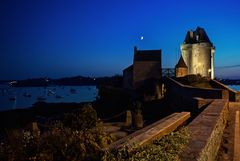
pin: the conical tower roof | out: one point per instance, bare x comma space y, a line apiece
181, 63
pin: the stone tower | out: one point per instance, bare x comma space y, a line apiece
181, 68
198, 53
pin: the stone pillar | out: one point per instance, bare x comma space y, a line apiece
128, 122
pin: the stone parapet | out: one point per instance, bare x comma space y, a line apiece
206, 132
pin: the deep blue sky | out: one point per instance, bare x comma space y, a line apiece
96, 37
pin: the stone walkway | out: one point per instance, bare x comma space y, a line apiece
226, 150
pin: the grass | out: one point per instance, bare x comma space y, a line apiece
168, 148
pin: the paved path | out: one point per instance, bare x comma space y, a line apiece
226, 151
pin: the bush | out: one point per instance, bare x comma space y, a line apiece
62, 141
167, 148
85, 118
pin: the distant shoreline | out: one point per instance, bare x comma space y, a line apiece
67, 81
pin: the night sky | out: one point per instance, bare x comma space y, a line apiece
59, 38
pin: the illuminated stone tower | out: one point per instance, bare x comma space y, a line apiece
198, 53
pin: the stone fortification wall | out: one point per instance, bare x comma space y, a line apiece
233, 95
206, 131
184, 95
143, 70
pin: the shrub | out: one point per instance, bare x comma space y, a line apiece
167, 148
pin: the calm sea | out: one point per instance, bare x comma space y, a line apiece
235, 87
23, 97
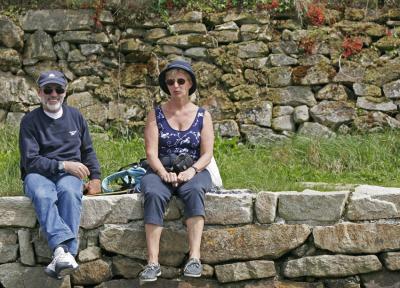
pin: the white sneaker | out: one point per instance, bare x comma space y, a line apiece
63, 264
50, 270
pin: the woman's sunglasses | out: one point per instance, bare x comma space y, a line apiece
171, 82
49, 90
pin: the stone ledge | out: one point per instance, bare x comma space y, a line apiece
249, 239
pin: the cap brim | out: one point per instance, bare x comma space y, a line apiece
163, 85
53, 81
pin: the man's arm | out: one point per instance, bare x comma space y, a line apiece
31, 160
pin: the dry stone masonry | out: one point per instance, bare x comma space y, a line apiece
347, 238
262, 78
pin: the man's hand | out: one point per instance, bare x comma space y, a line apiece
169, 177
93, 187
186, 175
77, 169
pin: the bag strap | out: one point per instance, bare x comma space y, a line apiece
130, 178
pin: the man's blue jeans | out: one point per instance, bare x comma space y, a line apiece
58, 203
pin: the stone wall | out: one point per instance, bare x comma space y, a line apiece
261, 77
285, 239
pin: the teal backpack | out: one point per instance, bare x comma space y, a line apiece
126, 179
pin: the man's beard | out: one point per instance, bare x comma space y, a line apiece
53, 108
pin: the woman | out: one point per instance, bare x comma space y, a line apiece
176, 127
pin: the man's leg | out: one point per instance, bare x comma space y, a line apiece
69, 191
43, 194
42, 191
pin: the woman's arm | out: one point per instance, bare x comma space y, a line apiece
151, 145
206, 150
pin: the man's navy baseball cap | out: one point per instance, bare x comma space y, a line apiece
52, 77
177, 64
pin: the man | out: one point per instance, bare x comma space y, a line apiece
56, 157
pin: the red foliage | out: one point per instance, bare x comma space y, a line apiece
169, 4
268, 6
351, 46
308, 44
97, 11
315, 14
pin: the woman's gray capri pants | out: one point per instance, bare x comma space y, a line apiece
157, 194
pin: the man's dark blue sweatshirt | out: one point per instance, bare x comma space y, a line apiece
44, 141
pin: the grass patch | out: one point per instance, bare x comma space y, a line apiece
364, 159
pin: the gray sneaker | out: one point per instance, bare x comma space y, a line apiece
193, 268
150, 272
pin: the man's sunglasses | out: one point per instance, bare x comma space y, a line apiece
171, 82
49, 90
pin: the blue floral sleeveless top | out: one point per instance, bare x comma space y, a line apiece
171, 141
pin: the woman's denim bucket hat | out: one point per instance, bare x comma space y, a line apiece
177, 64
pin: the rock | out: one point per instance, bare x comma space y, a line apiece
8, 246
244, 92
245, 270
374, 202
153, 35
89, 49
126, 267
265, 207
189, 40
382, 279
100, 210
25, 247
382, 105
89, 254
224, 209
333, 113
283, 123
331, 266
82, 37
321, 73
291, 95
334, 92
391, 260
17, 211
93, 272
256, 112
312, 206
375, 120
226, 128
281, 60
355, 238
188, 27
260, 136
279, 76
11, 35
350, 72
391, 90
196, 53
129, 240
300, 114
361, 89
49, 20
240, 242
9, 58
312, 129
40, 47
14, 275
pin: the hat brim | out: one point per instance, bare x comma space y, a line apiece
53, 81
163, 85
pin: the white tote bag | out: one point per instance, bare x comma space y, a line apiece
214, 172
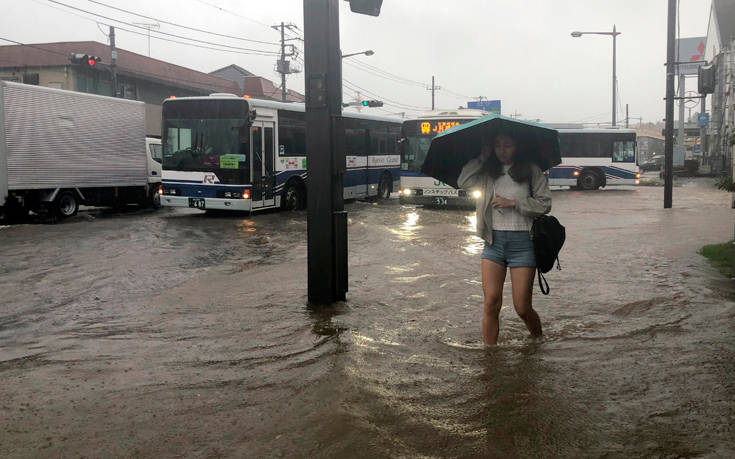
----
Give the material above as a JSON list of strings, one per line, with blank lines and the picture markers left out.

[
  "pin: the conical tower roof | out: one point per instance, bare x comma space y, a line apiece",
  "181, 63",
  "pin: the stone tower | out: one point per instance, bare x comma space y, a line apiece",
  "181, 68",
  "198, 53",
  "pin: the stone pillar | out: one point per instance, bare x comma space y, a line apiece",
  "128, 122",
  "pin: the stone parapet | out: one point per instance, bare x comma space y, a line apiece",
  "206, 132",
  "pin: the deep blue sky | out: one point per instance, bare x comma space y, a line apiece",
  "96, 37",
  "pin: the stone walkway | out: one point per instance, bare x comma space y, a line apiece",
  "226, 150",
  "pin: the grass | out: one point per instance, bare x comma space y, a line apiece",
  "168, 148",
  "pin: the paved path | out: one point per instance, bare x comma space y, a line apiece",
  "226, 151",
  "pin: the bush | out: one point per instance, bare x comma space y, a line apiece",
  "62, 141",
  "167, 148",
  "85, 118",
  "pin: the distant shoreline | out: one point per instance, bare x comma space y, a line apiece",
  "67, 81",
  "pin: the night sky | out: one point per instance, bare x comma space y, a line apiece",
  "59, 38",
  "pin: the illuminated stone tower | out: one point per instance, bare x comma space y, a line apiece",
  "198, 53",
  "pin: the stone fortification wall | out: one point per instance, bare x comma space y, a line apiece",
  "233, 95",
  "206, 131",
  "184, 95",
  "143, 70",
  "pin: the shrub | out: one point per instance, bare x comma space y, a line apiece",
  "167, 148",
  "pin: the calm sea | out: one point per instance, bare x comma space y, a line apiece",
  "235, 87",
  "23, 97",
  "pin: the white sneaker | out: one point per instance, bare x comma space y, a line apiece",
  "63, 264",
  "50, 270",
  "pin: the woman's sunglasses | out: one point per instance, bare x comma space y, a line apiece",
  "171, 82",
  "49, 90",
  "pin: the stone ledge | out: one point per instance, bare x comma space y, a line apiece",
  "249, 239",
  "pin: the cap brim | out: one point per instance, bare x comma space y, a line apiece",
  "163, 85",
  "53, 81",
  "pin: the man's arm | out: one point per instance, bare x comma space y, a line apiece",
  "31, 160",
  "pin: the dry stone masonry | out: one point per instance, bare x comma space y, a line apiece",
  "347, 238",
  "262, 78",
  "pin: the man's hand | out: one point per instance, bare x comma space y, a line apiece",
  "169, 177",
  "93, 187",
  "186, 175",
  "77, 169",
  "pin: the bag strap | out: one point per instance, bare x comma space y, a line apiece",
  "130, 178",
  "pin: the man's blue jeans | out: one point per instance, bare x comma space y, a line apiece",
  "58, 203",
  "pin: the stone wall | out: one point per instance, bare x comma space y, a line apiece",
  "261, 77",
  "285, 239",
  "pin: the teal backpack | out: one point per instance, bare x comma space y, a line apiece",
  "126, 179",
  "pin: the man's beard | out: one point per instance, bare x comma space y, a line apiece",
  "53, 108",
  "pin: the woman | out: one point per instance, bare x comma space y, a line apiece",
  "176, 127",
  "pin: the man's leg | out: one point per instance, bare x comma space y, a line apiece",
  "69, 191",
  "43, 194",
  "42, 191",
  "pin: the woman's arm | out: one point per instance, bare x comma space y, a line apiece",
  "151, 145",
  "206, 150",
  "pin: the man's navy baseball cap | out: one point per instance, bare x comma space y, a line apiece",
  "52, 77",
  "177, 64",
  "pin: the man | out: one point per instance, bare x comma space y, a line apiece",
  "56, 157",
  "pin: the red foliage | out: one point per instance, bare x comma space y, a line apiece",
  "169, 4",
  "268, 6",
  "351, 46",
  "308, 44",
  "97, 11",
  "315, 14",
  "pin: the woman's gray capri pants | out: one point per instance, bare x comma space y, a line apiece",
  "157, 194",
  "pin: the man's dark blue sweatshirt | out: one point per instance, bare x comma space y, a line apiece",
  "44, 141",
  "pin: the grass patch | out: one point per instance, bare x comma space y, a line apiece",
  "364, 159",
  "pin: the gray sneaker | out: one point per instance, bare x comma space y, a line apiece",
  "193, 268",
  "150, 272",
  "pin: the man's sunglasses | out: one point per instance, bare x comma space y, a line apiece",
  "171, 82",
  "49, 90",
  "pin: the blue floral sleeveless top | out: one point per instance, bare x comma space y, a line apiece",
  "171, 141",
  "pin: the woman's denim bucket hat | out: one point per instance, bare x comma space y, a line apiece",
  "177, 64",
  "pin: the rock | out: one point per instance, bare x comma space y, a line apiece",
  "8, 246",
  "244, 92",
  "245, 270",
  "374, 202",
  "153, 35",
  "89, 49",
  "126, 267",
  "265, 207",
  "189, 40",
  "382, 279",
  "100, 210",
  "25, 247",
  "382, 105",
  "89, 254",
  "224, 209",
  "333, 113",
  "283, 123",
  "331, 266",
  "82, 37",
  "321, 73",
  "291, 95",
  "334, 92",
  "391, 260",
  "17, 211",
  "93, 272",
  "256, 112",
  "312, 206",
  "375, 120",
  "226, 128",
  "281, 60",
  "355, 238",
  "188, 27",
  "260, 136",
  "279, 76",
  "11, 35",
  "350, 72",
  "391, 90",
  "196, 53",
  "129, 240",
  "300, 114",
  "361, 89",
  "49, 20",
  "240, 242",
  "9, 58",
  "312, 129",
  "40, 47",
  "14, 275",
  "pin: the hat brim | out: one point per instance, bare x comma space y, a line apiece",
  "53, 81",
  "163, 85",
  "pin: the white tote bag | out: one point per instance, bare x comma space y, a line apiece",
  "214, 172"
]